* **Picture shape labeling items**
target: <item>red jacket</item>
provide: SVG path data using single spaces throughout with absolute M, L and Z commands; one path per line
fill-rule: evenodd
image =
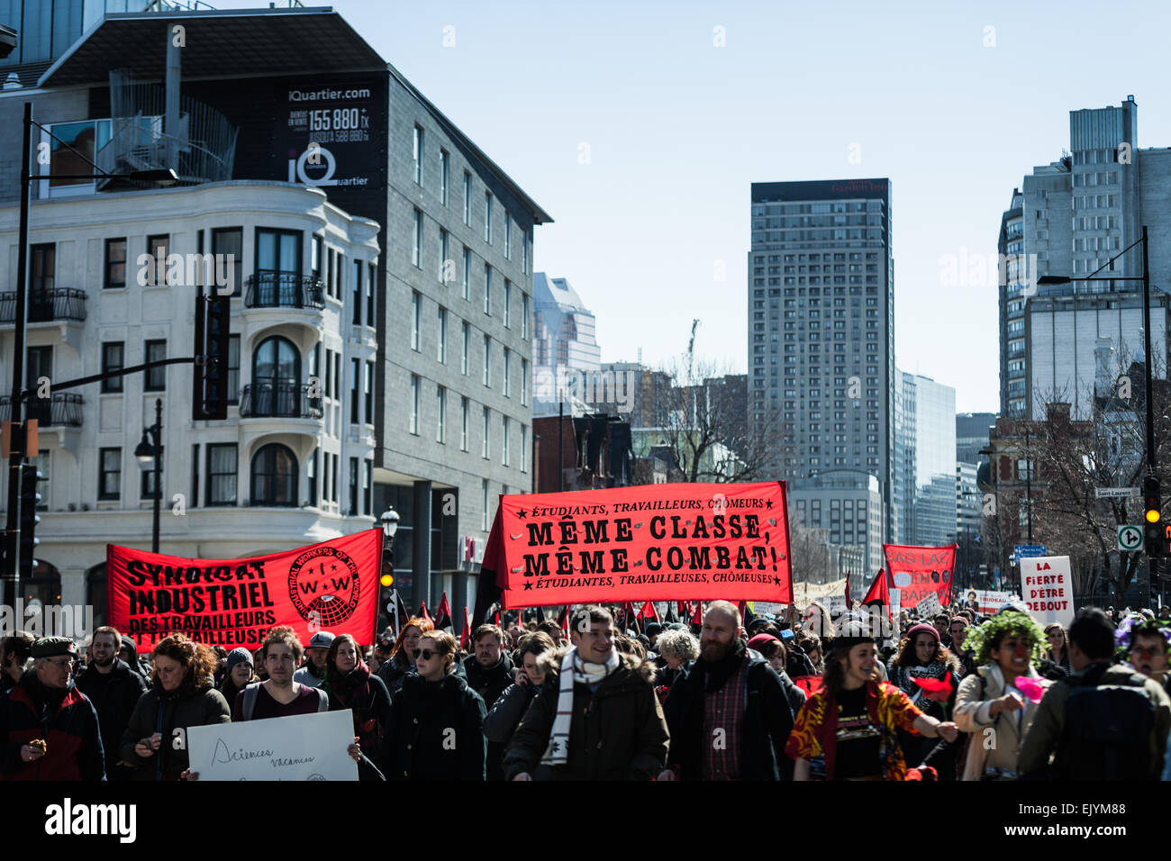
M 61 705 L 40 715 L 32 693 L 39 685 L 35 671 L 27 672 L 0 696 L 0 780 L 105 780 L 97 712 L 89 697 L 70 681 Z M 46 754 L 26 763 L 20 749 L 36 738 L 44 739 Z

* **WHAT IS ASKED**
Can you rewrite all the lines above as a numbered list, leaving out blank lines and any pictures?

* **COMPLETED TASK**
1. target: <item>red jacket</item>
2. provide: SVG path data using single spaces throughout with absolute M, L and Z commands; one path per line
3. fill-rule: evenodd
4. image =
5. M 61 705 L 40 715 L 32 693 L 39 685 L 35 671 L 27 672 L 0 696 L 0 780 L 105 780 L 97 712 L 89 697 L 70 681 Z M 46 754 L 26 763 L 20 749 L 36 738 L 44 739 Z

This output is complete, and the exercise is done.